# {RESOLVED} Computer won't recognize printer



## justpeg (Jan 30, 2000)

I am running Win98SE, upgraded from Win95 last fall. Ran great. Had a crash, now it won't recognize my Canon BJC-620 printer. I have uninstalled it and tried to reinstall it but it won't see that it is there. I have disconnected it & connected to another comp. & it works fine. I also can't control my display properties. My computer is a CTX and is over 2 years old. Everything else seems to work.

------------------
justpeg


----------



## Dan O (Feb 13, 1999)

Your printer problem could be caused by a lot of things, here a MS Article on the subject: http://support.microsoft.com/support/kb/articles/q128/3/45.asp?LNG=ENG&SA=ALLKB

For your Display Properties problem, try using MS Tweak UI Repair option. Or you may have a corrupted files, try running DESK.CPL.

Good luck. Dan-O









[This message has been edited by Dan O (edited 01-29-2000).]


----------



## justpeg (Jan 30, 2000)

Thanks for the help! I made a note for future ref.









I read some of the posts here and managed to get enough info that I stumbled onto a fix for my problem. I went into safe mode and removed the LPT1 port and the display adapter, separately, then I rebooted and my PC found the new hardware and installed it. But my printer still didn't show up. Then I went into setup, and chose "Auto Configure Fail Safe Settings", saved the settings and exited. After this reboot it found the printer and installed it without a problem. All is working fine now.









Thanks for a great "Fix-it-myself" guide.









------------------
justpeg

[This message has been edited by justpeg (edited 01-30-2000).]


----------

* Data records

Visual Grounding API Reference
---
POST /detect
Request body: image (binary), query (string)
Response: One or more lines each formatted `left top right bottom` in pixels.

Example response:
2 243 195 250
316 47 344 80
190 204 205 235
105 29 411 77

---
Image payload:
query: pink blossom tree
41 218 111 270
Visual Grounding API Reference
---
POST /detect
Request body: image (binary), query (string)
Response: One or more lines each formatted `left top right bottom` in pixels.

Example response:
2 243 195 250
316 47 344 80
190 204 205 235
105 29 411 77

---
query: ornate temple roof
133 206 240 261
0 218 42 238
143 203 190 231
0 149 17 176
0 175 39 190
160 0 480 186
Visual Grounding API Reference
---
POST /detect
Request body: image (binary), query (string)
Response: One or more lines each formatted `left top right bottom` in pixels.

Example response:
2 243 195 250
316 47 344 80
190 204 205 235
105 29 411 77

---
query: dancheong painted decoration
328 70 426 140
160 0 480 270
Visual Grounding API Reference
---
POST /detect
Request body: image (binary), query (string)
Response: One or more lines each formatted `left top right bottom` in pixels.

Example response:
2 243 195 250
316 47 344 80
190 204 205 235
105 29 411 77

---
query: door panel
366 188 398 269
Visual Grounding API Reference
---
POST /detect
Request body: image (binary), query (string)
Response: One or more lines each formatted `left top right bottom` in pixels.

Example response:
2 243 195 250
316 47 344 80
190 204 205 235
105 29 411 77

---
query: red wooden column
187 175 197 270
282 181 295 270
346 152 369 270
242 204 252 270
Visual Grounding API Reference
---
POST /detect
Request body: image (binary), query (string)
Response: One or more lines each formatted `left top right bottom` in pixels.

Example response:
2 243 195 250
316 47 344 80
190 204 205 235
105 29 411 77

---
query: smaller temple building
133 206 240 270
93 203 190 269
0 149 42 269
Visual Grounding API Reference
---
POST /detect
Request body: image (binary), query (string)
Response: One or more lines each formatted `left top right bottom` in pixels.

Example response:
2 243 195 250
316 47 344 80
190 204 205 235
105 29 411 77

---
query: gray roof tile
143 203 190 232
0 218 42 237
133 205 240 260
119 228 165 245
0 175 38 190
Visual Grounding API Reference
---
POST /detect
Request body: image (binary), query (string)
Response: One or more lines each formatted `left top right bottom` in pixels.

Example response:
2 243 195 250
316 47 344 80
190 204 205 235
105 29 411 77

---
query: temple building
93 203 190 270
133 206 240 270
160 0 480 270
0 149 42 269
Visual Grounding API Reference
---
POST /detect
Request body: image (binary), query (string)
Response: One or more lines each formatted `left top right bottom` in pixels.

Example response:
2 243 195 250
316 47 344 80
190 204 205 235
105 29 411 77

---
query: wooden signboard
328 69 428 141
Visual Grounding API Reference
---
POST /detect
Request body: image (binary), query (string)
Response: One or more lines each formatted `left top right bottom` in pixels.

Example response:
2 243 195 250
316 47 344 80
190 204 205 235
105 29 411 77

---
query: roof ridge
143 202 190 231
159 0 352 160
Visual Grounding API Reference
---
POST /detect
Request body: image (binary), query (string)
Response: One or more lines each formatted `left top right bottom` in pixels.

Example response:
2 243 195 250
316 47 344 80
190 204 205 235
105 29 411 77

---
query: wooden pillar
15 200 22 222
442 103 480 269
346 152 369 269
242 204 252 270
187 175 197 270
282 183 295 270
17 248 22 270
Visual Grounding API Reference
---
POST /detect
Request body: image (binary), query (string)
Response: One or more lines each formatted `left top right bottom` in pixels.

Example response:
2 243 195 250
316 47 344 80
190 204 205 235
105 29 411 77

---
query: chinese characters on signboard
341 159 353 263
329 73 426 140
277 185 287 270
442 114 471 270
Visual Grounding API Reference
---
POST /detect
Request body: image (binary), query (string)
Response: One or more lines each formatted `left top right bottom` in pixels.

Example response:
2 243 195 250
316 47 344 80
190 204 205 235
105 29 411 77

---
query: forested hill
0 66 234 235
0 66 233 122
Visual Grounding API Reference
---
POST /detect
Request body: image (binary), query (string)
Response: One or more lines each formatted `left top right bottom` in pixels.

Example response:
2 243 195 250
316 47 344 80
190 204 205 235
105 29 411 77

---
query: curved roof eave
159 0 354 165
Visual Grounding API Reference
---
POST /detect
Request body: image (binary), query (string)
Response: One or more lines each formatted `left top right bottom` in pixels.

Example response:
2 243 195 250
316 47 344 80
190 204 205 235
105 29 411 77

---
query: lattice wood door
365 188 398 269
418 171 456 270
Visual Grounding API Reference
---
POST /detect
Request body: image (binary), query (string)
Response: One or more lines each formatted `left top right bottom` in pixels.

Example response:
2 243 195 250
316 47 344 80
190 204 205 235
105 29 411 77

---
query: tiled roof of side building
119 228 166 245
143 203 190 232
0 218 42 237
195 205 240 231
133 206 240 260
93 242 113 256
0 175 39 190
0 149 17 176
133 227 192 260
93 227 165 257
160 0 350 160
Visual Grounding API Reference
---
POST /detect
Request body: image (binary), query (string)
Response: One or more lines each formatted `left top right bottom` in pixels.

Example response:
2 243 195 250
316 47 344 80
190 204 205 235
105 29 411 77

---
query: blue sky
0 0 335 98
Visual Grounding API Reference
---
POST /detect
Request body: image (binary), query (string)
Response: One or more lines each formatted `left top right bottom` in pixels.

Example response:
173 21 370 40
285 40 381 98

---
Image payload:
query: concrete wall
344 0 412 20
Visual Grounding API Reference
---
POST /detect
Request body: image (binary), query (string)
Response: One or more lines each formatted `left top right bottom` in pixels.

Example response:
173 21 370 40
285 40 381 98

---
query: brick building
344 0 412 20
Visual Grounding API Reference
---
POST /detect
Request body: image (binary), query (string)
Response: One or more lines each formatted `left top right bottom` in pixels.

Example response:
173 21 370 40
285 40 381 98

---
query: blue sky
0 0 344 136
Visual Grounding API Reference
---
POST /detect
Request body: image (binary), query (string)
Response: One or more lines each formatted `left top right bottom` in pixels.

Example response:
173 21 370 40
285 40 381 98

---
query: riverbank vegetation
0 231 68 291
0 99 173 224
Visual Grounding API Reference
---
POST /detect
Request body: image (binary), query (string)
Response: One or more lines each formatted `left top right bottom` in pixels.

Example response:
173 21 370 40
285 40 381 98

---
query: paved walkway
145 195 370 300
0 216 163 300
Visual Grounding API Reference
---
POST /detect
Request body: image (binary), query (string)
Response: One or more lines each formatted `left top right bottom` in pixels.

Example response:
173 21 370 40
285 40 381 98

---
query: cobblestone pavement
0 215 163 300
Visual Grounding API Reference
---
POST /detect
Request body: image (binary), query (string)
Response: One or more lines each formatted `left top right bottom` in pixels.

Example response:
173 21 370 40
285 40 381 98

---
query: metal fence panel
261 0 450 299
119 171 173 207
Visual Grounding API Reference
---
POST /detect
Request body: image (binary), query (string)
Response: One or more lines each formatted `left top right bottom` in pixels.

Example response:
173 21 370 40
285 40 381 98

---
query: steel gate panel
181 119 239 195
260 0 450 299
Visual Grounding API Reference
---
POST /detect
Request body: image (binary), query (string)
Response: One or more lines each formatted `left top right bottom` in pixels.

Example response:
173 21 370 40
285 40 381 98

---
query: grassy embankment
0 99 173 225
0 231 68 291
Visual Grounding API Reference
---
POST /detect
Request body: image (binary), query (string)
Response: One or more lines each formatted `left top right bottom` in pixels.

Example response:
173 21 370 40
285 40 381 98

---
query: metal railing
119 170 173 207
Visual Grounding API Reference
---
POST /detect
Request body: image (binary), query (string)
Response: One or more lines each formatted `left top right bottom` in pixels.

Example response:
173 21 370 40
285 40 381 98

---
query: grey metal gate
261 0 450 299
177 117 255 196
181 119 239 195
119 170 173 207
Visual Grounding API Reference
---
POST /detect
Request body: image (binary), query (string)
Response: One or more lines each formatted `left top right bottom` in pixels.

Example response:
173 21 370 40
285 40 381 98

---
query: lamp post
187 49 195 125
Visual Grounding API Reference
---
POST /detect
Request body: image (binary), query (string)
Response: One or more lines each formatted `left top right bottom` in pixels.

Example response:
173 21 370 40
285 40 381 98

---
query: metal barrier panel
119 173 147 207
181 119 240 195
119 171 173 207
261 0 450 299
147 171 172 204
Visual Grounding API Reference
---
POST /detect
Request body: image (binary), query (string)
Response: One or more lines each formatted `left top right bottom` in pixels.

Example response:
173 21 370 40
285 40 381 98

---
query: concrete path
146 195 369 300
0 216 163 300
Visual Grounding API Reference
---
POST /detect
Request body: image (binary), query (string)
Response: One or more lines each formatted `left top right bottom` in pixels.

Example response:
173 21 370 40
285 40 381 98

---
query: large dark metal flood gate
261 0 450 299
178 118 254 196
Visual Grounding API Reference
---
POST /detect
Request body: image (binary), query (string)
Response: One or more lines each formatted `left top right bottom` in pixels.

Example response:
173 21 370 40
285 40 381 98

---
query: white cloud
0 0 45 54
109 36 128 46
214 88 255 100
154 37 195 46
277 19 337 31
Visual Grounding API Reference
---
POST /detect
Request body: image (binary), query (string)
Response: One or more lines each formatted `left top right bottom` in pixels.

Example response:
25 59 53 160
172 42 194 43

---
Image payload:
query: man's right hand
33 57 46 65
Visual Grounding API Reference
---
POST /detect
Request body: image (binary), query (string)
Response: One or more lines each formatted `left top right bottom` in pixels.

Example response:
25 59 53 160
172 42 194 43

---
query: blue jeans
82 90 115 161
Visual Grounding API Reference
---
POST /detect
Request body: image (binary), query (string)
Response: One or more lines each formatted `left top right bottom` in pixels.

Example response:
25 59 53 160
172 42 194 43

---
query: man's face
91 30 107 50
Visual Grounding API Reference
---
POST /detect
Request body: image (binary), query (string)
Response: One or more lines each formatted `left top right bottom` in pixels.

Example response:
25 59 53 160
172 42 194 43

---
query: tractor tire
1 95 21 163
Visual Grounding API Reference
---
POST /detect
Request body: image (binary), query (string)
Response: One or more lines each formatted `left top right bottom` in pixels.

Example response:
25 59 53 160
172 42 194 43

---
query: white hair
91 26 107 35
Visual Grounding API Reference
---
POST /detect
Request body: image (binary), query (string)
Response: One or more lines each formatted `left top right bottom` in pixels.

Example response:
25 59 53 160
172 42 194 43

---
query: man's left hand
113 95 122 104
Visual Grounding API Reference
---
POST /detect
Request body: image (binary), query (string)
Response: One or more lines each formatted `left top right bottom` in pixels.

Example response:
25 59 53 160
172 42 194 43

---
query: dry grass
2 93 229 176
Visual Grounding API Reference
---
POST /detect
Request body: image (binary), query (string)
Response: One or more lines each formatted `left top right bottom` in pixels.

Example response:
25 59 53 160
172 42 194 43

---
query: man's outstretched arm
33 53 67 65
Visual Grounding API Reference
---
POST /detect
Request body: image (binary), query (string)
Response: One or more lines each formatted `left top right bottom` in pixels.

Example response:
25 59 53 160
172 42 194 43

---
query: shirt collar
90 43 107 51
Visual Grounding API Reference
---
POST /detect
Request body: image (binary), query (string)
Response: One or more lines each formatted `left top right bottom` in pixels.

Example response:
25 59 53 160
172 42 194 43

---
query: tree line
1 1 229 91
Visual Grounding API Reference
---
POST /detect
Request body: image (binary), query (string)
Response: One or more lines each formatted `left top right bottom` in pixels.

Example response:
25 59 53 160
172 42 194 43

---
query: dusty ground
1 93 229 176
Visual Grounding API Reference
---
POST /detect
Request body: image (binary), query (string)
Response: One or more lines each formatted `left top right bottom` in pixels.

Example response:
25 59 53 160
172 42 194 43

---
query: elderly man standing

* To-do list
- 1) For the printer thread, decide whether each statement agrees with it, answering yes or no and quoting the words of the thread that settle it: (a) the printer worked when connected to a different computer; (b) the printer showed up after the LPT1 port and display adapter were removed and the PC rebooted; (c) the computer is a CTX more than two years old.
- 2) Please retype the part of the printer thread between "Your printer problem" and "try running DESK.CPL.", inclusive, keeping every word and mark unchanged.

* Answers given
- 1)
(a) Yes: "I have disconnected it & connected to another comp. & it works fine."
(b) No: "But my printer still didn't show up."
(c) Yes: "My computer is a CTX and is over 2 years old."

- 2)
Your printer problem could be caused by a lot of things, here a MS Article on the subject: http://support.microsoft.com/support/kb/articles/q128/3/45.asp?LNG=ENG&SA=ALLKB

For your Display Properties problem, try using MS Tweak UI Repair option. Or you may have a corrupted files, try running DESK.CPL.